** DO THIS **
Rescale the material below by rewriting every line, requests included. Multiply each coordinate in the answers by 2.25 and round the result to a whole number, rounding halves up.

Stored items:
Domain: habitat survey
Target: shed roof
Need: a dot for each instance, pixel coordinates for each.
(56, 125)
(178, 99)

** ANSWER TO THE PROBLEM **
Domain: habitat survey
Target: shed roof
Need: a dot for each instance, pixel coordinates for each.
(126, 281)
(401, 223)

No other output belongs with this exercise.